## Text passage
[PPC64LE] More vector swap optimization TLC

This makes one substantive change and a few stylistic changes to the
VSX swap optimization pass.

The substantive change is to permit LXSDX and LXSSPX instructions to
participate in swap optimization computations.  The previous change to
insert a swap following a SUBREG_TO_REG widening operation makes this
almost trivial.

I experimented with also permitting STXSDX and STXSSPX instructions.
This can be done using similar techniques:  we could insert a swap
prior to a narrowing COPY operation, and then permit these stores to
participate.  I prototyped this, but discovered that the pattern of a
narrowing COPY followed by an STXSDX does not occur in any of our
test-suite code.  So instead, I added commentary indicating that this
could be done.

Other TLC:
 - I changed SH_COPYSCALAR to SH_COPYWIDEN to more clearly indicate
 the direction of the copy.
 - I factored the insertion of swap instructions into a separate
 function.

Finally, I added a new test case to check that the scalar-to-vector
loads are working properly with swap optimization.


git-svn-id: https://llvm.org/svn/llvm-project/llvm/trunk@242838 91177308-0d34-0410-b5e6-96231b3b80d8
This commit is contained in:
Bill Schmidt 2015-07-21 21:40:17 +00:00
parent 5938be0e84
commit 68a4b41648
2 changed files with 91 additions and 21 deletions

View File

@ -94,7 +94,7 @@ enum SHValues {
SH_NOSWAP_ST,
SH_SPLAT,
SH_XXPERMDI,
SH_COPYSCALAR
SH_COPYWIDEN
};
struct PPCVSXSwapRemoval : public MachineFunctionPass {
@ -149,6 +149,11 @@ private:
// handling. Return true iff any changes are made.
bool removeSwaps();
// Insert a swap instruction from SrcReg to DstReg at the given
// InsertPoint.
void insertSwap(MachineInstr *MI, MachineBasicBlock::iterator InsertPoint,
unsigned DstReg, unsigned SrcReg);
// Update instructions requiring special handling.

## Short exercise 1
Output everything in the entries below, from the line containing "Target: metal rod" down to the last line of the entries, as a JSON list of strings with one string per line, leaving out blank lines.

Items from a data source
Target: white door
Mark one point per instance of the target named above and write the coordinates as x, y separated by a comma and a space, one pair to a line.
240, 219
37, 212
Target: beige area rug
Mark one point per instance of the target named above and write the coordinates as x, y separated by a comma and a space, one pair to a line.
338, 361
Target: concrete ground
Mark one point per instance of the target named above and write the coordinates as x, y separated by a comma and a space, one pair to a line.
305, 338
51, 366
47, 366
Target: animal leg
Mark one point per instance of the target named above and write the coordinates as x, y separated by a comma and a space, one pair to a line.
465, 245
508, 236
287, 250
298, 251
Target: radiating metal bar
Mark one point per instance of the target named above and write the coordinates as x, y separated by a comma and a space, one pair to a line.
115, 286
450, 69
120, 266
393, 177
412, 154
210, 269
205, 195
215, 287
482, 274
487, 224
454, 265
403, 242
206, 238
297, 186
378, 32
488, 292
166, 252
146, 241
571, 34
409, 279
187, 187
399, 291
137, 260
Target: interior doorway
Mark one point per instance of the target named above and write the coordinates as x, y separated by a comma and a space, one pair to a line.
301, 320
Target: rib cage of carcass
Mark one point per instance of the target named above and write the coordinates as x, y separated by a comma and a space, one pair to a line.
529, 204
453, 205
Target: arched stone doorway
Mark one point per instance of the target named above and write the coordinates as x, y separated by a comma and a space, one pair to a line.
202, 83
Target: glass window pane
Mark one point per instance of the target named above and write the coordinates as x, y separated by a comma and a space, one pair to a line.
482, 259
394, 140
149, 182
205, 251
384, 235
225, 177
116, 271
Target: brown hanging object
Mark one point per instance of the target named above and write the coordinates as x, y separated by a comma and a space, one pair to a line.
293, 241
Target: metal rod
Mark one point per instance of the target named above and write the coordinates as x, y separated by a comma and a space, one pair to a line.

## Short exercise 2
Write what comes next in the commit page on the PPC64LE vector swap optimization changes, picking up after its last line.

## Reply 1
[
  "Target: metal rod",
  "Mark one point per instance of the target named above and write the coordinates as x, y separated by a comma and a space, one pair to a line."
]

## Reply 2
void handleSpecialSwappables(int EntryIdx);
@ -340,6 +345,15 @@ bool PPCVSXSwapRemoval::gatherVectorInstructions() {
SwapVector[VecIdx].IsLoad = 1;
SwapVector[VecIdx].IsSwap = 1;
break;
case PPC::LXSDX:
case PPC::LXSSPX:
// A load of a floating-point value into the high-order half of
// a vector register is safe, provided that we introduce a swap
// following the load, which will be done by the SUBREG_TO_REG
// support. So just mark these as safe.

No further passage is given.